### Task goal
List every line in the data below that contains the word "jersey", copying each such line in full.

────────────────

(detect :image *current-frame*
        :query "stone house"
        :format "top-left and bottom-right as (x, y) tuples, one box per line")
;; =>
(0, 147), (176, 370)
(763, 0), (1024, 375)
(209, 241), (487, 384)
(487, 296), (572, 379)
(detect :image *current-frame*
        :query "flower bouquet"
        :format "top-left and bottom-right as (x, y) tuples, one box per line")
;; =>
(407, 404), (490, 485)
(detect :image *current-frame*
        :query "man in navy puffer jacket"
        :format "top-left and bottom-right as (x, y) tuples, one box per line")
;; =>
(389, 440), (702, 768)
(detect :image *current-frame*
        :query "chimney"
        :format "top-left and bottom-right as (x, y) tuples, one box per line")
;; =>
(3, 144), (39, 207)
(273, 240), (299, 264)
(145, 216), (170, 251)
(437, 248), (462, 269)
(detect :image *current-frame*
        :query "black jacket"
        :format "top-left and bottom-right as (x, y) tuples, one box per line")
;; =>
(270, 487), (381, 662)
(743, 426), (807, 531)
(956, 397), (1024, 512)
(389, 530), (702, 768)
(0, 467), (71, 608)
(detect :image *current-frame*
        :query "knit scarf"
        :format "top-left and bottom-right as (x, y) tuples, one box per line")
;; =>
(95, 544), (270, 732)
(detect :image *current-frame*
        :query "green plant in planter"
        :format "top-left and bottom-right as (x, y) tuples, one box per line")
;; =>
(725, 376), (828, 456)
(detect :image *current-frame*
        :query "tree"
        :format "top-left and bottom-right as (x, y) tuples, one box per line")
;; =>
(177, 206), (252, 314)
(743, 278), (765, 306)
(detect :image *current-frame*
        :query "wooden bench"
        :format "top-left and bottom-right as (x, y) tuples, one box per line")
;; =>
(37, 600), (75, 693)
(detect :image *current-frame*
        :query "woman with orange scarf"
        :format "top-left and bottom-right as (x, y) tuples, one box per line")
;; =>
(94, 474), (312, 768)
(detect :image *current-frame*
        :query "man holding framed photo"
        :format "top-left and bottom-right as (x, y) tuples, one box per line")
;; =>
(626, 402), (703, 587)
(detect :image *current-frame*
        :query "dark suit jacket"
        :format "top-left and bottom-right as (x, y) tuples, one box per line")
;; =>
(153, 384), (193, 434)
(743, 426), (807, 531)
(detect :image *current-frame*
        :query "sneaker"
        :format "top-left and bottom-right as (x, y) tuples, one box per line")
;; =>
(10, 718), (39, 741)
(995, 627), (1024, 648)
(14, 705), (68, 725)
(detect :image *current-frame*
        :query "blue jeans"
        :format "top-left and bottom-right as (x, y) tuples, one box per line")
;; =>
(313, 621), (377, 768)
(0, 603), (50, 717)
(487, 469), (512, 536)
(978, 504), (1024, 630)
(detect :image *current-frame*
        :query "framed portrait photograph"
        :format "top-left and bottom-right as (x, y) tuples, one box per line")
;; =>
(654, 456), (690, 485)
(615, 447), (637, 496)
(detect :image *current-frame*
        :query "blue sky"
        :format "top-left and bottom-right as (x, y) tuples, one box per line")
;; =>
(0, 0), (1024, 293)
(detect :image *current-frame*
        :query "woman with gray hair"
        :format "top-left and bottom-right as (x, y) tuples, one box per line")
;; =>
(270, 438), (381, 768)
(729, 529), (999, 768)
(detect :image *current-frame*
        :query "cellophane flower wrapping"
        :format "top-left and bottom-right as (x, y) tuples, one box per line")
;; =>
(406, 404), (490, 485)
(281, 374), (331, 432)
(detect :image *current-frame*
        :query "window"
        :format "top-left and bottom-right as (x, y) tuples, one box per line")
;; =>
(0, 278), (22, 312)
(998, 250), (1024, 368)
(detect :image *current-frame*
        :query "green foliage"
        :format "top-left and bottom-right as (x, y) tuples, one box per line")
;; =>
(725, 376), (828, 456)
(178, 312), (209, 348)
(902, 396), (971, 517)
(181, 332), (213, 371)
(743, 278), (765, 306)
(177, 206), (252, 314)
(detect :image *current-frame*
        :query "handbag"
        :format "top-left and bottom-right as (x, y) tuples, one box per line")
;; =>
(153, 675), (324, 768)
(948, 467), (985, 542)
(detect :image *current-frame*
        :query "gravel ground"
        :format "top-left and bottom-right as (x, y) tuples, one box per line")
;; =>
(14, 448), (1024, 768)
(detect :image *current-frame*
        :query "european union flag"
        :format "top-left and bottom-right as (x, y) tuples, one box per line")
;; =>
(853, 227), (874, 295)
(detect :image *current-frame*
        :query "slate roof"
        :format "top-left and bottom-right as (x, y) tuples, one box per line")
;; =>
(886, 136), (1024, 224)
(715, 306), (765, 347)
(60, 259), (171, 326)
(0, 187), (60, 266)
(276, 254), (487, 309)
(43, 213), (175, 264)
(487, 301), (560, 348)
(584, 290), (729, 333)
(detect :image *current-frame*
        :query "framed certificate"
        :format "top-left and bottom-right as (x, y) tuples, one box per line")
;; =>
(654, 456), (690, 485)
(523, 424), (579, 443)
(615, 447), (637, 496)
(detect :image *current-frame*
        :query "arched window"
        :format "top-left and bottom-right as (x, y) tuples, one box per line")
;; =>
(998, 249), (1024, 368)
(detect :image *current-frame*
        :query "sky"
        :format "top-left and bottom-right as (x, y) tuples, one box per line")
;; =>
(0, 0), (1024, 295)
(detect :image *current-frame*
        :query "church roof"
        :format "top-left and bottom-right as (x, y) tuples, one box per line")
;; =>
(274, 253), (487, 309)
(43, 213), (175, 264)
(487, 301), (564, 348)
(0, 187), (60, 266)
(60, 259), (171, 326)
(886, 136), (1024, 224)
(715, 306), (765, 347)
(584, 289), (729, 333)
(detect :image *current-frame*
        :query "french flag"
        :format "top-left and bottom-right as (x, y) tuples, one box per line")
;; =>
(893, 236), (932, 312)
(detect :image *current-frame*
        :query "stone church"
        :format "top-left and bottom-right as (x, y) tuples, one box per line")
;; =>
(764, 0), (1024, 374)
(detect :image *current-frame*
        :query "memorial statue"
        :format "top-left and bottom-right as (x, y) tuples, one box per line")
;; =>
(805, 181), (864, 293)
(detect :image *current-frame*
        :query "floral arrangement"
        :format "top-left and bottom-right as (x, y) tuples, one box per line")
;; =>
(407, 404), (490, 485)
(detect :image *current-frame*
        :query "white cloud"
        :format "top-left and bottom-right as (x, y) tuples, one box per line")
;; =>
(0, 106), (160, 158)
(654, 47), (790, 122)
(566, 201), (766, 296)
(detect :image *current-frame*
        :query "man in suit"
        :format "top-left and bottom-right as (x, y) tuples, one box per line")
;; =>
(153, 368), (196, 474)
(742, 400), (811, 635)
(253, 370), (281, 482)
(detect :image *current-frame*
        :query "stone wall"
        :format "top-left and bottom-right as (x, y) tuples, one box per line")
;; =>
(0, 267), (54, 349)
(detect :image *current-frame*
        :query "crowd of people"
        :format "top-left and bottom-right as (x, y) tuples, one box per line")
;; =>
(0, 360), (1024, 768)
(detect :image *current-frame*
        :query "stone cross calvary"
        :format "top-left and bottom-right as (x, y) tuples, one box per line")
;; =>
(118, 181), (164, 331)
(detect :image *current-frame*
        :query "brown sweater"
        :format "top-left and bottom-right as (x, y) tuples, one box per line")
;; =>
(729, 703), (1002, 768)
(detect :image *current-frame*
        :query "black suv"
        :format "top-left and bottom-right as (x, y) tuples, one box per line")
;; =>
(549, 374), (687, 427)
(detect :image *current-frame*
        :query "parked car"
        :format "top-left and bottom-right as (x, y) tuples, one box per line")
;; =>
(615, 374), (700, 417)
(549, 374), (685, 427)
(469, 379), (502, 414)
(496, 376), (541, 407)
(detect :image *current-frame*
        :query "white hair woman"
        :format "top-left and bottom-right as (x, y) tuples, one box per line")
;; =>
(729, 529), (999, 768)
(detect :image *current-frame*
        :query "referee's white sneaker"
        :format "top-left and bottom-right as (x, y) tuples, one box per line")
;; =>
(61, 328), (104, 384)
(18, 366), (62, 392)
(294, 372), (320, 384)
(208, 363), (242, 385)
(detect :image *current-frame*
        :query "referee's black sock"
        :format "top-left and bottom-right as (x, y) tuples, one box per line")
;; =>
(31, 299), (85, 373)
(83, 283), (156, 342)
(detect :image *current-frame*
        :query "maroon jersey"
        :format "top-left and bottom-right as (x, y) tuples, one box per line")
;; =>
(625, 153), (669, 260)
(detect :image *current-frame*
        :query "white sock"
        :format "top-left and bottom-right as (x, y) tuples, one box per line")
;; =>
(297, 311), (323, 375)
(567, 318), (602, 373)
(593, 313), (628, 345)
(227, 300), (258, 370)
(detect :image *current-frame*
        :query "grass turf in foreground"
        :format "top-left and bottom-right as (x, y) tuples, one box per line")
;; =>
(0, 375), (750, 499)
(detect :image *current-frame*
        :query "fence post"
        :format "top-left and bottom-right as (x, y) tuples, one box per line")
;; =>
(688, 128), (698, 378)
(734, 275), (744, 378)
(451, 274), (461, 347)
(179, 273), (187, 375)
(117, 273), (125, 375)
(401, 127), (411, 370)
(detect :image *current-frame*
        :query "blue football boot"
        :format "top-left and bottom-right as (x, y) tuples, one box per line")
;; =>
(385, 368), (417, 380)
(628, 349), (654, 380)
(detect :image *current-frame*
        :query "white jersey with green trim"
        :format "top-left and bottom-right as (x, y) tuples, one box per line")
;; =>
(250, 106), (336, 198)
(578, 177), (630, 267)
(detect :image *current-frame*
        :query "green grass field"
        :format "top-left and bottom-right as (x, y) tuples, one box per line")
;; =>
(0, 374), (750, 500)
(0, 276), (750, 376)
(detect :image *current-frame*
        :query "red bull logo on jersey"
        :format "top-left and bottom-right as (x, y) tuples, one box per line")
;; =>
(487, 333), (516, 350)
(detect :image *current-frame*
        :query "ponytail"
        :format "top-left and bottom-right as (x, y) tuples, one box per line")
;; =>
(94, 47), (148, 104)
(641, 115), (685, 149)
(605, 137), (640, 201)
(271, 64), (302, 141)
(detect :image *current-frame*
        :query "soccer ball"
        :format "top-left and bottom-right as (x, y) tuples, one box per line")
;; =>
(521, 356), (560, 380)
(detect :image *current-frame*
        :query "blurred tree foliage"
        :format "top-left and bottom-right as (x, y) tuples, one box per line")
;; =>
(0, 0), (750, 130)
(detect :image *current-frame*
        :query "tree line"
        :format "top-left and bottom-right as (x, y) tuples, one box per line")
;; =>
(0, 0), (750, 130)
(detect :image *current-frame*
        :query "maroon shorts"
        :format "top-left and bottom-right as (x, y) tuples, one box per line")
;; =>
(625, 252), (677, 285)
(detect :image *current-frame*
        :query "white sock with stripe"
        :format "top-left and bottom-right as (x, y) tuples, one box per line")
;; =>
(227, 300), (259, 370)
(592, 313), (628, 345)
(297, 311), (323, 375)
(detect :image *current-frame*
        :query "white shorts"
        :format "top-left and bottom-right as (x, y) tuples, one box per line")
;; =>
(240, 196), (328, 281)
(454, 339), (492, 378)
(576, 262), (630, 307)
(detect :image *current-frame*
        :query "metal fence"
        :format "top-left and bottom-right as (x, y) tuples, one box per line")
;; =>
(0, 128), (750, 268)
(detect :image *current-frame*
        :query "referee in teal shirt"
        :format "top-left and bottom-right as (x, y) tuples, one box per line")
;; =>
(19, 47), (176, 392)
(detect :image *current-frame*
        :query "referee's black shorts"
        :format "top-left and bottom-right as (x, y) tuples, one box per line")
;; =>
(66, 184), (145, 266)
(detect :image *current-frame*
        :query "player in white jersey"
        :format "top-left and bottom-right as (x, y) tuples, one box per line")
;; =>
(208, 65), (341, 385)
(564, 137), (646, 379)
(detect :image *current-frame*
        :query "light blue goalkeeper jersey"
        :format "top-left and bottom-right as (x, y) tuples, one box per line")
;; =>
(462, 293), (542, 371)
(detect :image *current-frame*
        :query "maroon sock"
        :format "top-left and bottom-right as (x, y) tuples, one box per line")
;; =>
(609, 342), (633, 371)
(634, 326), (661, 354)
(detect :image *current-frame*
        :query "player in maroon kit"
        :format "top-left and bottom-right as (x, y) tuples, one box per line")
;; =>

────────────────

### Completed exercise
        :query "maroon jersey"
        :query "white jersey with green trim"
        :query "red bull logo on jersey"
        :query "player in white jersey"
        :query "light blue goalkeeper jersey"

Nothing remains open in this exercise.